**What to produce**
Could you reproduce only the material from the line containing "Task — for every instance of the orange spark, mark" through the line containing "Query: steel hammer head", requests included, and rescale each point coordinate in the answers by 0.55, rounding to whole numbers with halves going up? Leave the numbers in the requests and their format samples as they are.

**Provided material**
:::

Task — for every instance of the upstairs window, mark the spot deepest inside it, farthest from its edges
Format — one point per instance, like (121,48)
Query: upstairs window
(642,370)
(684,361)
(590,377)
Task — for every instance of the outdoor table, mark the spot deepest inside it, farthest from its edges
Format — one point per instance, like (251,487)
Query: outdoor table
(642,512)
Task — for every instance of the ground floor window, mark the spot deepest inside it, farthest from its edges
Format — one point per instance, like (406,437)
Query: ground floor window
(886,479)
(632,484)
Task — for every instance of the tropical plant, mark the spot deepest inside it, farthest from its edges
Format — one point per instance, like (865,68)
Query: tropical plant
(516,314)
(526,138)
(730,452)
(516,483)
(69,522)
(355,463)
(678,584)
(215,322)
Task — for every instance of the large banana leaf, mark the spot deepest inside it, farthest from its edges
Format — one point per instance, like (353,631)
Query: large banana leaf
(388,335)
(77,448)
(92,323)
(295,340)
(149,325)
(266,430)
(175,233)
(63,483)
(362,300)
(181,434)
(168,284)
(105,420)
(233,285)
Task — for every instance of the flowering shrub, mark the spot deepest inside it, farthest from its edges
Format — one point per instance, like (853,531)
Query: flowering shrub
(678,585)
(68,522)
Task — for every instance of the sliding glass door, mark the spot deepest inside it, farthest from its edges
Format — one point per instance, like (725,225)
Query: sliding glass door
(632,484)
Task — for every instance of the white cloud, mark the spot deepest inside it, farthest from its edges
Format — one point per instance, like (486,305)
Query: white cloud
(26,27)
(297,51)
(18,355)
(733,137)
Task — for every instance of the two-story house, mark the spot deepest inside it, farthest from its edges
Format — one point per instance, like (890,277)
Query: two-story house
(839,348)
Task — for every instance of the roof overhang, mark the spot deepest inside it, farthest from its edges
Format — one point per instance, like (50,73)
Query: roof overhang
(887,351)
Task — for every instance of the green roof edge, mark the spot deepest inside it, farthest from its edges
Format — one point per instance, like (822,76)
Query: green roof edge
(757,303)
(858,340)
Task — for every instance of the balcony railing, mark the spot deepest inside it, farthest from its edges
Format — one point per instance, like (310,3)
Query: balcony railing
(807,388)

:::

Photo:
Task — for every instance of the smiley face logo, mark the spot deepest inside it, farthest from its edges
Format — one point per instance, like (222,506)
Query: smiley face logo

:::

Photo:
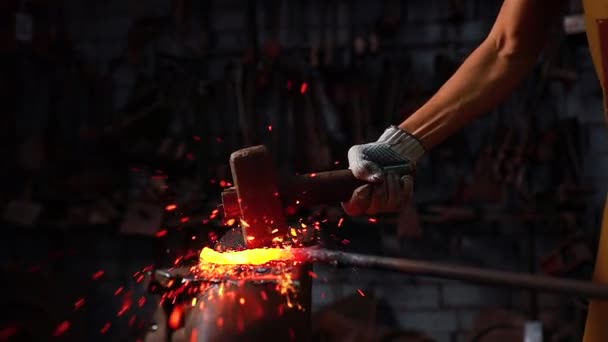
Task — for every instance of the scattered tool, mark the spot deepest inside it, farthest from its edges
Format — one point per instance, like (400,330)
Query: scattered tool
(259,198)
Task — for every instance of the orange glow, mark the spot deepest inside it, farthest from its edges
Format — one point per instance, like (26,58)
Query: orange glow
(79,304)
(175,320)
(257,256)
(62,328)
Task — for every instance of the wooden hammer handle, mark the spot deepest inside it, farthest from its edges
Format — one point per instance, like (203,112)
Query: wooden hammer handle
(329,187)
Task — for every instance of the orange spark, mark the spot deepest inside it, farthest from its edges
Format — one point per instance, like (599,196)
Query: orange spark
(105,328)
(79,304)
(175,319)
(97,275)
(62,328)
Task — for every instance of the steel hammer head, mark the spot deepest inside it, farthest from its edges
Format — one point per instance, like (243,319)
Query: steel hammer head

:::

**Output of the task**
Task — for every instance of the orange spark, mark the spot deepest inside it, farthest from its edges
Format — one point per instance, like (599,196)
Query: orange spark
(58,180)
(43,167)
(96,175)
(53,151)
(34,180)
Task — for every instance of the steel hammer head, mark the spot deepest inside it, farthest from its edges
Format — one point per instance, like (243,319)
Query: steel hammer head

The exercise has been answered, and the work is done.